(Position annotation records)
↓↓↓
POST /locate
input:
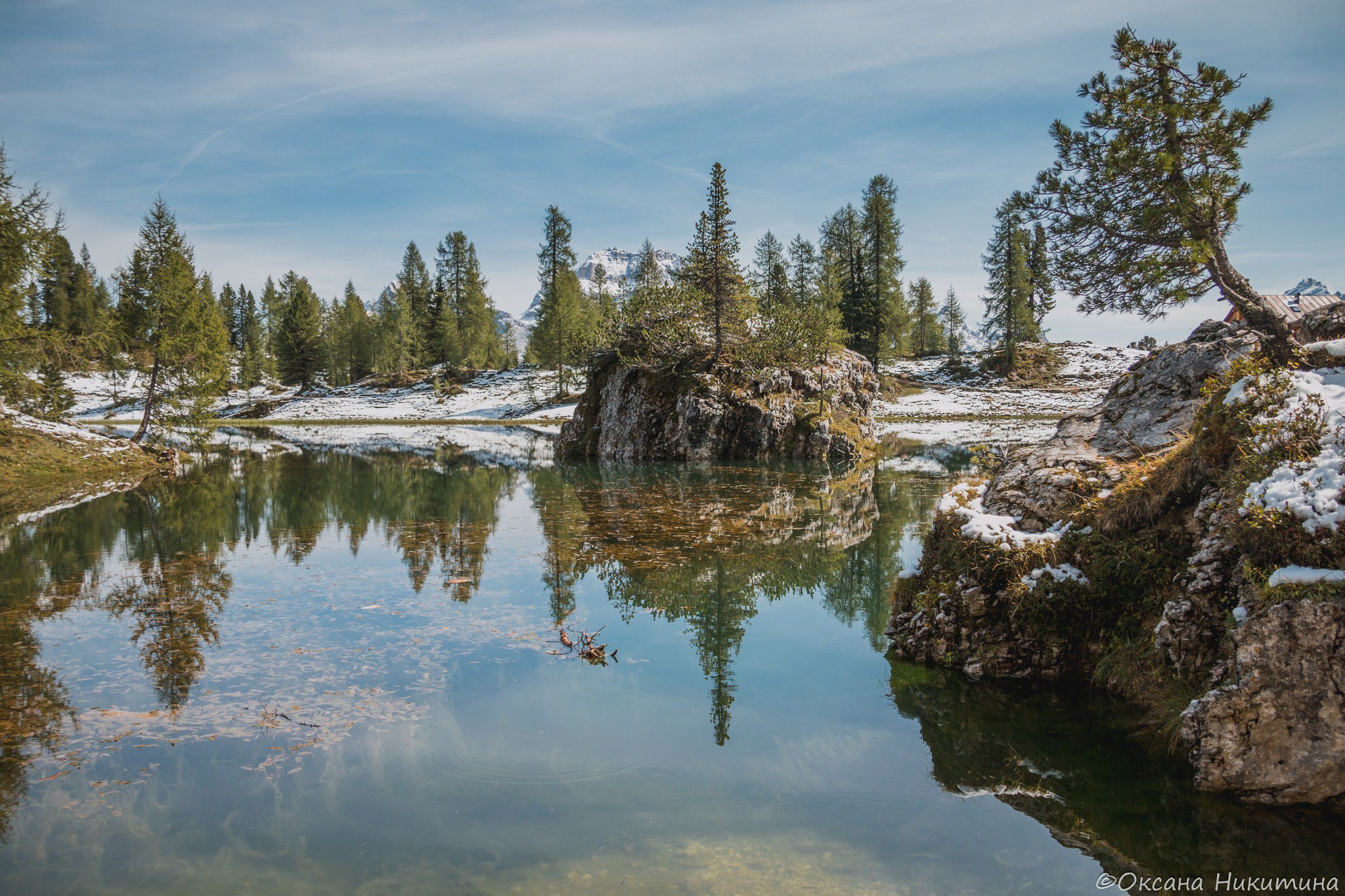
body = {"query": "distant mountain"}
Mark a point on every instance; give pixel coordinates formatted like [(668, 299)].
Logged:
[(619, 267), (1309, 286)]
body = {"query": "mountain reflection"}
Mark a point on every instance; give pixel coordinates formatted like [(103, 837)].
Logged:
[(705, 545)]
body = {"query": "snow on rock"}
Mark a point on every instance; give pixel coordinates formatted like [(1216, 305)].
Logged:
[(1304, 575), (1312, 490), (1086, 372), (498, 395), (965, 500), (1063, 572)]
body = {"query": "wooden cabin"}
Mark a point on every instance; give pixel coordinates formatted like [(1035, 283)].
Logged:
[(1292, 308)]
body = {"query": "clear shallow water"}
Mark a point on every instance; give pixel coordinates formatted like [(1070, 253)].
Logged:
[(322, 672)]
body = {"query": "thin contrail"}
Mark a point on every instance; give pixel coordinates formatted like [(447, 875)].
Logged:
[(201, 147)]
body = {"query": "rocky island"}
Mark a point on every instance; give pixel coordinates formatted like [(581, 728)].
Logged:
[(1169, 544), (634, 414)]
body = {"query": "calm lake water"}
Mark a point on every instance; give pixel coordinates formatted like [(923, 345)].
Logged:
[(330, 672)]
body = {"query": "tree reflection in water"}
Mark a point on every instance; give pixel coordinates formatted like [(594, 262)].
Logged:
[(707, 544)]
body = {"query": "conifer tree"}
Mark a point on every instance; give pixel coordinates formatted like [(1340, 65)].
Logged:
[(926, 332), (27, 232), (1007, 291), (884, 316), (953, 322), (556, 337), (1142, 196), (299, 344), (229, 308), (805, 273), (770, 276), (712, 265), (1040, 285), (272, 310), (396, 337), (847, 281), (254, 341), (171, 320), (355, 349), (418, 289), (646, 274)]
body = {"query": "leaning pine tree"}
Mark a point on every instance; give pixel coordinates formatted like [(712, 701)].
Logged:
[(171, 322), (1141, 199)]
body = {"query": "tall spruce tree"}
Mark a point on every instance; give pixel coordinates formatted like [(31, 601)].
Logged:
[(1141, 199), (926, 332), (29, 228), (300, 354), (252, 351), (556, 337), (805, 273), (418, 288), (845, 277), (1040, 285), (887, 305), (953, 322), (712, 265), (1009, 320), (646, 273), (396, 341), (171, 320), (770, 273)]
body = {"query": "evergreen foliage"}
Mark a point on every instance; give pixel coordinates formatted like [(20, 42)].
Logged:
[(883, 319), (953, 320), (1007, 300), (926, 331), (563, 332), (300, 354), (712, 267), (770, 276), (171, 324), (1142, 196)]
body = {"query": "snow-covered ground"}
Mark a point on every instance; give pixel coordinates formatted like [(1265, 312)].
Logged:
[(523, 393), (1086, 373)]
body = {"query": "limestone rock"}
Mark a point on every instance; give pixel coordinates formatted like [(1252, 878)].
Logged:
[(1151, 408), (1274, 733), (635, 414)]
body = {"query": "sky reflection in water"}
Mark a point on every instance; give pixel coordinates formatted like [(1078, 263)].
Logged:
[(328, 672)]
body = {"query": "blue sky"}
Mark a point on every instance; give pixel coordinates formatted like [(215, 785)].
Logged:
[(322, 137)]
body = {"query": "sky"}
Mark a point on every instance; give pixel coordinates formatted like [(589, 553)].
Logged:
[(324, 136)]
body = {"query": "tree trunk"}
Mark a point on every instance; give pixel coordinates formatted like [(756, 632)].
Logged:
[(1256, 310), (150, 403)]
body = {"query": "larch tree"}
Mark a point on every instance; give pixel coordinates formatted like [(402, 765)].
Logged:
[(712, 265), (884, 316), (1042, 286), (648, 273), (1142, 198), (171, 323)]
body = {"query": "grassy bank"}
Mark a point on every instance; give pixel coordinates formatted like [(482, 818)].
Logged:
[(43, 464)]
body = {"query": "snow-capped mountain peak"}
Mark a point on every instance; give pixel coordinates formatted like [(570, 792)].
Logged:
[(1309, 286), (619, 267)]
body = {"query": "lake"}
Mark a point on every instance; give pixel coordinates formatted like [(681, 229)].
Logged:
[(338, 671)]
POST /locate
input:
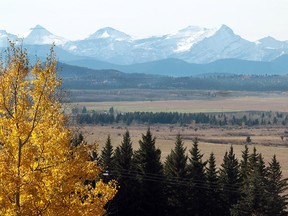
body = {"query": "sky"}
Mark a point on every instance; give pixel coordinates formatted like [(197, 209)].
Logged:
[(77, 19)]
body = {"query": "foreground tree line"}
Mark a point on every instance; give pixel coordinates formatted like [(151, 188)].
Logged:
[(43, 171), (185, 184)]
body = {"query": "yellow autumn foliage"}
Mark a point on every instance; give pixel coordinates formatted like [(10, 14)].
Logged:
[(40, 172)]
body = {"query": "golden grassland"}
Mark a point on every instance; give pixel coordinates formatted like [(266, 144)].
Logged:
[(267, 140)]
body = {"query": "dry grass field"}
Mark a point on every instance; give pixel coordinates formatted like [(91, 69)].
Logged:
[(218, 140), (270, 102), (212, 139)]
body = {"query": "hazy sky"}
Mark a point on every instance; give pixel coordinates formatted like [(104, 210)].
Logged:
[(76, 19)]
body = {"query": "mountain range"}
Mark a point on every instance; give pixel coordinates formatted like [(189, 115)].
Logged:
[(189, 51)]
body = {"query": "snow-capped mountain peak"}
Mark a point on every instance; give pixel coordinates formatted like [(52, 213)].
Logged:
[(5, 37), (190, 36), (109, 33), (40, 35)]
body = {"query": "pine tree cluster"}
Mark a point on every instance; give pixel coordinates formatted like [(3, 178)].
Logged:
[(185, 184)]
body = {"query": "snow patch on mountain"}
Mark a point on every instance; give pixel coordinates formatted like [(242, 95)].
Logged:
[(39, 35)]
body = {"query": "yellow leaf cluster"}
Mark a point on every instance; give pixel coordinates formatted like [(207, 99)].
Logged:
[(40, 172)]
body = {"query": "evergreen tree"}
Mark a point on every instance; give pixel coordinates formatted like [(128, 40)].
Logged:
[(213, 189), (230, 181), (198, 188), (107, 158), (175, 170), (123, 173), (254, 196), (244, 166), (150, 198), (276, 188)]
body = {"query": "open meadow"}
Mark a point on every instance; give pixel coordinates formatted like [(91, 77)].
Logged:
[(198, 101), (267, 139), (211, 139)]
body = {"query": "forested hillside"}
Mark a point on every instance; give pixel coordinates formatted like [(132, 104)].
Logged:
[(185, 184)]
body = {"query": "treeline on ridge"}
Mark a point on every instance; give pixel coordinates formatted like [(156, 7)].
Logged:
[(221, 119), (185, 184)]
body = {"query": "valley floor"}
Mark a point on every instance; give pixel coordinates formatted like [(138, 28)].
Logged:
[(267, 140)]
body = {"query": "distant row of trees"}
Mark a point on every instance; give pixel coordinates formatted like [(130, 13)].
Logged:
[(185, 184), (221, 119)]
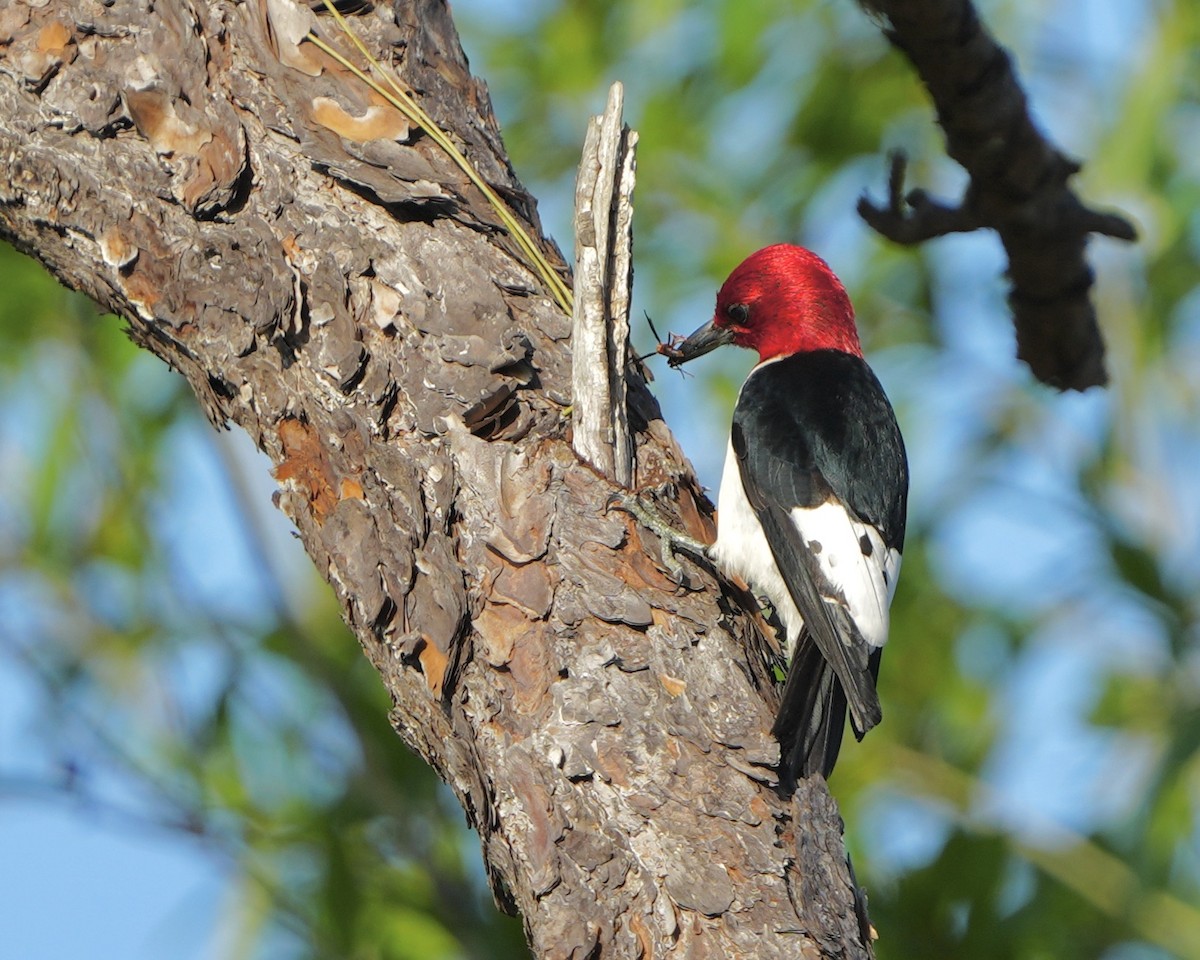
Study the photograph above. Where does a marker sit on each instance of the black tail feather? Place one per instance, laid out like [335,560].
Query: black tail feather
↑↑↑
What you need to do: Arrange the stretch from the start of the material through the line containing "320), (770, 273)]" as a numbered list, with blank lines omitted and the pictures left out.

Task response:
1. POST /locate
2. input:
3. body = {"query": "distant mountain"}
4. Mark a point on every instance; give pixel coordinates formatted like [(668, 299)].
5. Logged:
6. [(619, 267), (1309, 286)]
7. body = {"query": "mountain reflection"}
8. Mark a point on every instance; give pixel coordinates formatted like [(103, 837)].
9. Logged:
10. [(705, 545)]
11. body = {"query": "snow on rock"}
12. Mark a point on every instance; give pixel coordinates formatted like [(1216, 305)].
13. Logged:
14. [(1304, 575), (1312, 490), (1086, 372), (498, 395), (965, 500), (1063, 572)]
15. body = {"query": "wooden cabin"}
16. Mark a point on every instance; give pixel coordinates formatted like [(1035, 283)].
17. Logged:
18. [(1292, 308)]
19. body = {"query": "clear shallow water"}
20. Mark a point on every instance; give pixel coordinates formatted like [(1070, 253)].
21. Logged:
22. [(322, 672)]
23. body = {"query": "thin contrail"}
24. Mark a point on every instance; give pixel coordinates formatted like [(447, 875)].
25. Logged:
26. [(201, 147)]
27. body = {"query": "rocky island"}
28. Mark a point on every instance; give pixel coordinates formatted like [(581, 728)].
29. Logged:
30. [(1169, 544), (634, 414)]
31. body = {"query": "calm lake water"}
32. Mark a point on every instance; give pixel coordinates formatted like [(923, 345)].
33. Logged:
34. [(330, 672)]
35. body = {"query": "tree reflection in water"}
36. Mark a point on every instance; give pixel coordinates formatted like [(594, 262)].
37. Logged:
38. [(707, 544)]
39. body = {"query": "conifer tree"}
40. Mark a point on every instance; give pixel coordinates formatted like [(1340, 65)].
41. Logged:
42. [(926, 332), (27, 232), (1007, 291), (884, 316), (953, 322), (556, 337), (1142, 196), (299, 344), (229, 308), (805, 273), (770, 276), (712, 265), (1040, 285), (272, 310), (396, 337), (847, 281), (254, 341), (171, 320), (355, 349), (418, 289), (646, 274)]
43. body = {"query": "leaning pine tree"}
44. Mark a point on every instance; give pixel coordinates formatted like [(712, 701)].
45. Logged:
46. [(171, 322), (1141, 199)]
47. body = {"query": "tall spruce tree"}
48. Mark a point on every instance; give pixel coordinates formatted like [(31, 601)].
49. Logged:
50. [(1141, 199), (926, 332), (29, 228), (300, 354), (252, 351), (556, 337), (805, 273), (418, 288), (845, 277), (1040, 285), (887, 305), (953, 322), (712, 265), (1009, 320), (646, 273), (396, 341), (171, 320), (770, 273)]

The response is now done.